> [TO DO]: Repeat exactly the lines that run from the one containing "each like (424,341)." to the end of the data, and leave out all others.

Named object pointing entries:
--- BEGIN ---
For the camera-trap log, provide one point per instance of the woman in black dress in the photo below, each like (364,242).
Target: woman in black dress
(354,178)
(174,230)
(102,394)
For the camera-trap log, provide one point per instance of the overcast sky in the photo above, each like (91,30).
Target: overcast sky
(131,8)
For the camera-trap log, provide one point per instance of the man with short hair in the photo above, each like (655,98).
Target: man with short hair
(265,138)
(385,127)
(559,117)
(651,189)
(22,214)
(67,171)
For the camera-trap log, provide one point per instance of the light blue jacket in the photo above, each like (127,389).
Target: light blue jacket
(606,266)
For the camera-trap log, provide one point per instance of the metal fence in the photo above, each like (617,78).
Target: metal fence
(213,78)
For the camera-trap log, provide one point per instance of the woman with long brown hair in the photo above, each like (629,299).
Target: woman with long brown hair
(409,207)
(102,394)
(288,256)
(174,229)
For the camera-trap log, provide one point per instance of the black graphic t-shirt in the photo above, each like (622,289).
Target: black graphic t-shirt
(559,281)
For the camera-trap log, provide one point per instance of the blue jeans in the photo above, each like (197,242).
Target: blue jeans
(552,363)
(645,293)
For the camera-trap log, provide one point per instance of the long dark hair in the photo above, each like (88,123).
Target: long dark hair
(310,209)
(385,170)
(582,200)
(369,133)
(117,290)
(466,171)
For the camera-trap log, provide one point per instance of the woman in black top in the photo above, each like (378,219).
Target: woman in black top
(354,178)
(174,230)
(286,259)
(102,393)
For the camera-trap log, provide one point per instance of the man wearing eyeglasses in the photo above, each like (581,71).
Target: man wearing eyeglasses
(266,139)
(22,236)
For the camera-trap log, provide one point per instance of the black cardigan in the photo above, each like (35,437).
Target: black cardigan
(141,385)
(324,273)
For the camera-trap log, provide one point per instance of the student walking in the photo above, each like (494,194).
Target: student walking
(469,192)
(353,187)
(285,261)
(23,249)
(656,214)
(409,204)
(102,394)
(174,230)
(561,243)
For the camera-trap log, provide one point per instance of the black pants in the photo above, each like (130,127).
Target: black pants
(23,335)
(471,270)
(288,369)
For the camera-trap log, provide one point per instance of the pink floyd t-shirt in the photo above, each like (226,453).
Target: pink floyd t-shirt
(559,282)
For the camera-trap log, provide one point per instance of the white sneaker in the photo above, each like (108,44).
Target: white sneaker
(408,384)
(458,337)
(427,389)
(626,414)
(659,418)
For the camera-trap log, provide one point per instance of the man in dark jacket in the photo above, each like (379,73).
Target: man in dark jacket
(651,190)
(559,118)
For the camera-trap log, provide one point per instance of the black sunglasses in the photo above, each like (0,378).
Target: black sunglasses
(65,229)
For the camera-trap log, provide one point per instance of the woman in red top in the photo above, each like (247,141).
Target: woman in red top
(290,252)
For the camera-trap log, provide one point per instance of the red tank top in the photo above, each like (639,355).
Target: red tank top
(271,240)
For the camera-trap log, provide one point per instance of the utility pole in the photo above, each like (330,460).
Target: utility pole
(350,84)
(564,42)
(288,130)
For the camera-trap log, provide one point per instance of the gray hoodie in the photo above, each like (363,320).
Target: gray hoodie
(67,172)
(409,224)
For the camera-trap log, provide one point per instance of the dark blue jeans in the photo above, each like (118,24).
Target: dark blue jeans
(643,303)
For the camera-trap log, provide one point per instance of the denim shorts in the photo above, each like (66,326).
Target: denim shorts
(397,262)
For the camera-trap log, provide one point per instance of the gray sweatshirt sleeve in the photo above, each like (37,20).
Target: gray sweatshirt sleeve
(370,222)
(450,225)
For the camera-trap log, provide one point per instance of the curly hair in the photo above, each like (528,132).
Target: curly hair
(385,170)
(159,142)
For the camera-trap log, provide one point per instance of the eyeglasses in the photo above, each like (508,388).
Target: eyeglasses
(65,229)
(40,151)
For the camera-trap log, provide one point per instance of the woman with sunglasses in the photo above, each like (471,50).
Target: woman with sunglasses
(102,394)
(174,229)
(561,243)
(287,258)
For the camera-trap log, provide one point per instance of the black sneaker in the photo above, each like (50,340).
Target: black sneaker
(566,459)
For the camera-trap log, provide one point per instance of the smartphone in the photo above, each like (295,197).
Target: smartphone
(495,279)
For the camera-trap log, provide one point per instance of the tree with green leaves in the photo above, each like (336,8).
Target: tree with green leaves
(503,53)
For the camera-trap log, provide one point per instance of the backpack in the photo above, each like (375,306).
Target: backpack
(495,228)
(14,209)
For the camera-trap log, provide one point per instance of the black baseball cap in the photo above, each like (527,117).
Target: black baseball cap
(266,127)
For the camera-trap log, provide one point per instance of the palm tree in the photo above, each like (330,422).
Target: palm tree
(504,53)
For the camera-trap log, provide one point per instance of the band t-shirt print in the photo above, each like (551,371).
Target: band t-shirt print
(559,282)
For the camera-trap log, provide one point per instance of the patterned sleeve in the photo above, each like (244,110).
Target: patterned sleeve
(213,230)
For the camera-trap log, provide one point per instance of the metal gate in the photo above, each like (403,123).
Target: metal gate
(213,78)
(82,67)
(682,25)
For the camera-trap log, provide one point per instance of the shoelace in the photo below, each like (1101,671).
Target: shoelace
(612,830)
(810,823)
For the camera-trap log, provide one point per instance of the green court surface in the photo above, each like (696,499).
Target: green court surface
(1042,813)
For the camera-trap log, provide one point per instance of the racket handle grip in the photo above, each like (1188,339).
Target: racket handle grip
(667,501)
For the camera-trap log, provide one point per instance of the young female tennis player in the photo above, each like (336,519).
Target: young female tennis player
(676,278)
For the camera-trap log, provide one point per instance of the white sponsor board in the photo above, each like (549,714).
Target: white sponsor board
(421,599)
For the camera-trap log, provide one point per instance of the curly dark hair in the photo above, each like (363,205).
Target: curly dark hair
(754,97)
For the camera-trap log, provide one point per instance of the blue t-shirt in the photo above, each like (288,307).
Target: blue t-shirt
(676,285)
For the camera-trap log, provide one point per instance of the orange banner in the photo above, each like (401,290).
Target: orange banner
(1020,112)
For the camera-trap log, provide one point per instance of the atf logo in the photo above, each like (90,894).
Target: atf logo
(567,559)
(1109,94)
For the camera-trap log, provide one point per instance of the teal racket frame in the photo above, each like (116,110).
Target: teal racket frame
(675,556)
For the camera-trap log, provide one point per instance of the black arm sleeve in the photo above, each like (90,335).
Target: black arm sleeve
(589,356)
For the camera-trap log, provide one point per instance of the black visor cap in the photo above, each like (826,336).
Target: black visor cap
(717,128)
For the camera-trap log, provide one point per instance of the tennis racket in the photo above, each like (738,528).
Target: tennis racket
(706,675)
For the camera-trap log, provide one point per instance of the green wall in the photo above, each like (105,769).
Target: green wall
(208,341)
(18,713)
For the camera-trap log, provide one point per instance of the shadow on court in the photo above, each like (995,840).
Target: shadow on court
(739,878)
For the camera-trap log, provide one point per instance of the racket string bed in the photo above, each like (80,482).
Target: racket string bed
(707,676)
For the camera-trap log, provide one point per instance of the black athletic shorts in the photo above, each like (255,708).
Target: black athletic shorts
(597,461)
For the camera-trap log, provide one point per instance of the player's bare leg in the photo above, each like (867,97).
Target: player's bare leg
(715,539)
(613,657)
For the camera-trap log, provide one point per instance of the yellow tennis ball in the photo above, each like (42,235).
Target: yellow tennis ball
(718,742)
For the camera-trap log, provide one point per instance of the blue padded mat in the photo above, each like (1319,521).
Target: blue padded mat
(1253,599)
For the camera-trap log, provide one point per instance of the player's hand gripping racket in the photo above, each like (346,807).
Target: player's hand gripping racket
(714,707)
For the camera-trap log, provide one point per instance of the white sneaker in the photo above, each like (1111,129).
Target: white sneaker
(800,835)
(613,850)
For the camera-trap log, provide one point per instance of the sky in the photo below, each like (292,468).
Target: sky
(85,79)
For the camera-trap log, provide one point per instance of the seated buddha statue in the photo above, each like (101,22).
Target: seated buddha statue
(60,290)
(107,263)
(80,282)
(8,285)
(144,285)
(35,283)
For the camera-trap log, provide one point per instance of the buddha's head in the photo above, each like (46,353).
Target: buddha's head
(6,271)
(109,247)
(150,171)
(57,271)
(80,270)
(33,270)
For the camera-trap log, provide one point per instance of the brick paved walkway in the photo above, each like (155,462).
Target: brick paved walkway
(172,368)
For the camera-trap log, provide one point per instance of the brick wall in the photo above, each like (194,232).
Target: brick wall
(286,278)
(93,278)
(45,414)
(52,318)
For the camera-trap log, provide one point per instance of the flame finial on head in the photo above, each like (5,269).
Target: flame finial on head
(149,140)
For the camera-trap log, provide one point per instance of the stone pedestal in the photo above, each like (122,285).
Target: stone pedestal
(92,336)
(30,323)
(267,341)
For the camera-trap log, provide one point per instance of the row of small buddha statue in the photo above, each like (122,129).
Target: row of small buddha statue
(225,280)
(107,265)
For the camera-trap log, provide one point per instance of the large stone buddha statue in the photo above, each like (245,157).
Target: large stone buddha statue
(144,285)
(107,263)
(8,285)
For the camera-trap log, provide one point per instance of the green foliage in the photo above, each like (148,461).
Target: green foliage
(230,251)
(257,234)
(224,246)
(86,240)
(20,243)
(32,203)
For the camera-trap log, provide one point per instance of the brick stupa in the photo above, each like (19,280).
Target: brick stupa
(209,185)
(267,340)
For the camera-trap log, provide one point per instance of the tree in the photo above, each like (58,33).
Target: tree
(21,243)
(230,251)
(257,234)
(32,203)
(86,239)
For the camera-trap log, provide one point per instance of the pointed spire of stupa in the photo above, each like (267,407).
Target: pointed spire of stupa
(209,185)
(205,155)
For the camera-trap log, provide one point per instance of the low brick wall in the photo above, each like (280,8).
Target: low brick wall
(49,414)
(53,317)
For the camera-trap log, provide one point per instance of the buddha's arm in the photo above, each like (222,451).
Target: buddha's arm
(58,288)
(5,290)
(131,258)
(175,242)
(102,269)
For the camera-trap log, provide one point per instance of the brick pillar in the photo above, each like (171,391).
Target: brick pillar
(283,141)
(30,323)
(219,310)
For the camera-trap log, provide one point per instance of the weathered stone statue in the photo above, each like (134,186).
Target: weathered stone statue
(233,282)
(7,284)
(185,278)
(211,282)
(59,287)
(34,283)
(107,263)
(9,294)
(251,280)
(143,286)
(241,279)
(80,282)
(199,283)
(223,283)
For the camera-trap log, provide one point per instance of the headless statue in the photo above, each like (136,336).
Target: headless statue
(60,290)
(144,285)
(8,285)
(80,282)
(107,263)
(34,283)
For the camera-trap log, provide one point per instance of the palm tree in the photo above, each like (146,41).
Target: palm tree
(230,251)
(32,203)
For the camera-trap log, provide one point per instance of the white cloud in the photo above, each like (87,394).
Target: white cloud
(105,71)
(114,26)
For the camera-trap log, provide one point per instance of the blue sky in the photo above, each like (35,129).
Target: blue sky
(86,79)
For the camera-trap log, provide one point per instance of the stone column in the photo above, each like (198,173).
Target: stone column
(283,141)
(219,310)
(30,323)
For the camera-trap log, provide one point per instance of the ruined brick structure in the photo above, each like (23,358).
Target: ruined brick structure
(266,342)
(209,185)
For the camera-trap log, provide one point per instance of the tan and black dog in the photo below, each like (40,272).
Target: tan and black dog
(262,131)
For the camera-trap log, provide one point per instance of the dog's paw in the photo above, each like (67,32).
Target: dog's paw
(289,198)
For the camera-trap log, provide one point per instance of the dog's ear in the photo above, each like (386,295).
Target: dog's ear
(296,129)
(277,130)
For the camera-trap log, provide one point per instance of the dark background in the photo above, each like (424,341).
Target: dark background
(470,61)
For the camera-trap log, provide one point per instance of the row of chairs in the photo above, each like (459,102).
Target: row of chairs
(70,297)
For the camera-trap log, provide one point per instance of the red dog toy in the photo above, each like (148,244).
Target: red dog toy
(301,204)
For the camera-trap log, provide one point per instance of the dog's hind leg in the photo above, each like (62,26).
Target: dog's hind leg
--- END ---
> [SOLUTION FOR THIS PROBLEM]:
For the camera-trap log, provide one point per instance of the dark background in the photo above, each like (424,341).
Target: dark background
(470,61)
For the camera-trap log, provide one point per instance of the row of chairs in the photo above, each like (459,102).
Target: row of chairs
(70,297)
For the camera-trap log, provide one point per instance of the red dog toy in the photo above, each like (148,244).
Target: red dog toy
(301,204)
For the camera-trap log, provide one point per instance of the dog's hind leg in the photo above, each like (62,26).
Target: dog's hind leg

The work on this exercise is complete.